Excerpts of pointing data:

* * *

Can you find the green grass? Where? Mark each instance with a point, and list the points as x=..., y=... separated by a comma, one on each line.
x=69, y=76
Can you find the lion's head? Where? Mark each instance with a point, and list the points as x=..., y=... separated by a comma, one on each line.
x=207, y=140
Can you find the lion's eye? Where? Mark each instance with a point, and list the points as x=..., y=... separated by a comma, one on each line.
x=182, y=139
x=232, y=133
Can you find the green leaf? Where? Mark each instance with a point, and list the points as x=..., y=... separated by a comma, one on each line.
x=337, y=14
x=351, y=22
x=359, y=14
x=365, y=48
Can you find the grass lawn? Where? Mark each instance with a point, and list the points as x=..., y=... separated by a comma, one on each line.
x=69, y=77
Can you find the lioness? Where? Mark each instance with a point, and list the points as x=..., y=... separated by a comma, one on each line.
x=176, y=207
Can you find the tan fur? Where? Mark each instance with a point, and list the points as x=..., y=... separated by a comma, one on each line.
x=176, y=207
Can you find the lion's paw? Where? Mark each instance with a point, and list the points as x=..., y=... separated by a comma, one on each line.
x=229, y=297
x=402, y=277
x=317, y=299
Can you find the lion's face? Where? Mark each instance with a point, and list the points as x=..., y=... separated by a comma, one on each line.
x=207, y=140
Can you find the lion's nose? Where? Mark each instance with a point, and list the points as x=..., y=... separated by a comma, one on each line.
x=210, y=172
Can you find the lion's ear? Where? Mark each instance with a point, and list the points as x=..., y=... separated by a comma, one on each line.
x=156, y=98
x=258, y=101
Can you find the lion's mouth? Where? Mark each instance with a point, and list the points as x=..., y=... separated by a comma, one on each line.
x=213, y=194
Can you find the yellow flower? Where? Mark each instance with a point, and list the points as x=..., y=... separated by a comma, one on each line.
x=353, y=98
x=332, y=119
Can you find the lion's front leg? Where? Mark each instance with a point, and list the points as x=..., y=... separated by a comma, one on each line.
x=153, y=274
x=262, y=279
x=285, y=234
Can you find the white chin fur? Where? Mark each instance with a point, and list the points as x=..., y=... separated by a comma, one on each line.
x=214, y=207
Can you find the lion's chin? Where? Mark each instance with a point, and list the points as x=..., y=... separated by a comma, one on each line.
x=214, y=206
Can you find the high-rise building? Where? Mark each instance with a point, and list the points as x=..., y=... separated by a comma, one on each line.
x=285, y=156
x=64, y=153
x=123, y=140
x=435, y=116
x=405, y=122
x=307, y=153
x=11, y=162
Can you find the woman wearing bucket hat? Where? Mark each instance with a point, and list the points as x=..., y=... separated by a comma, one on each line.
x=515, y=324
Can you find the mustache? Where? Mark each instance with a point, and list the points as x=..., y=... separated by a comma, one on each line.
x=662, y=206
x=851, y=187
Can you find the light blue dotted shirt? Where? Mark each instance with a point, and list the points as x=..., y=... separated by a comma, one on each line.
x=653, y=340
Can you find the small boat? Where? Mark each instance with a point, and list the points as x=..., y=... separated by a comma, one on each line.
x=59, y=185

* * *

Direction: Update the lines above by changing each "lion's" to "big cat's" and leaving everything else unchanged.

Output for this task:
Can you find the green grass? Where? Mark each instance with a point, and list the points as x=..., y=... separated by a comma, one on each line.
x=69, y=76
Can you find the big cat's head? Where? Mark each instance with a point, and list the points as x=..., y=... separated by a comma, one on each line.
x=207, y=140
Can you find the big cat's eye? Where? Mark each instance with a point, and list the points as x=..., y=... separated by a comma, one on each line.
x=182, y=139
x=232, y=133
Can you find the green leaf? Where? Mark each instance with a point, and list the points as x=..., y=... separated by a comma, one on each line.
x=337, y=14
x=351, y=22
x=359, y=14
x=365, y=48
Can you find the grass lawn? Where? Mark each instance with a point, and list the points as x=..., y=... separated by a comma, one on each line.
x=69, y=77
Can you find the lioness? Where? Mark each instance with a point, and list the points as x=..., y=... separated by a comma, one on each line.
x=176, y=207
Can you find the tan fur? Where? Mark each instance with a point, and list the points as x=..., y=... separated by a comma, one on each line.
x=176, y=207
Can you find the big cat's paw? Where? Mark each instance with a point, and list the points as x=..., y=... separated by a comma, one on each line.
x=229, y=297
x=402, y=277
x=317, y=299
Can you find the big cat's face? Where? Mark each instance with a point, and list the points as x=..., y=... separated by a comma, one on each line.
x=207, y=140
Can you find the big cat's nose? Where? Mark each instance with a point, and list the points as x=..., y=... separated by a comma, one on each line.
x=210, y=172
Can you find the big cat's ear? Where? Mark each instance with a point, and list the points as x=..., y=... separated by a comma, one on each line.
x=156, y=98
x=258, y=101
Can you find the big cat's mouth? Where? Mark each instance with a point, and list the points as x=..., y=... separated by a comma, one on each line.
x=213, y=194
Can you find the yellow flower? Where? Mark each instance with a point, and list the points as x=..., y=... separated by a comma, one on each line.
x=353, y=98
x=332, y=119
Can you find the big cat's front leg? Where? Mark each instance with a point, and list the points as x=..., y=... separated by a comma, one on each line.
x=153, y=274
x=262, y=279
x=285, y=234
Can you find the white chin fur? Where? Mark each instance with a point, and list the points as x=..., y=... separated by a comma, one on each line.
x=214, y=207
Can you find the big cat's chin? Where? Mark each instance with a point, and list the points as x=..., y=... separated by a comma, one on each line.
x=214, y=206
Can you find the high-rise building? Where? Mark each instance with a point, and list the points as x=..., y=... separated by a comma, one on each line.
x=285, y=156
x=64, y=153
x=123, y=140
x=435, y=116
x=405, y=122
x=307, y=153
x=11, y=162
Can you find the woman wearing bucket hat? Where? Mark each instance with a point, and list the points as x=..., y=... separated by a comma, one on each line.
x=515, y=324
Can you find the mustache? Where? Mark each instance with a point, and list the points as x=..., y=... separated by a comma, one on each line.
x=662, y=206
x=851, y=187
Can you find the light blue dotted shirt? Where? Mark each instance with a point, and list the points as x=..., y=... separated by a comma, one on each line.
x=653, y=340
Can you find the small boat? Where? Mark each instance with a point, and list the points as x=..., y=... separated by a comma, one on each line.
x=59, y=185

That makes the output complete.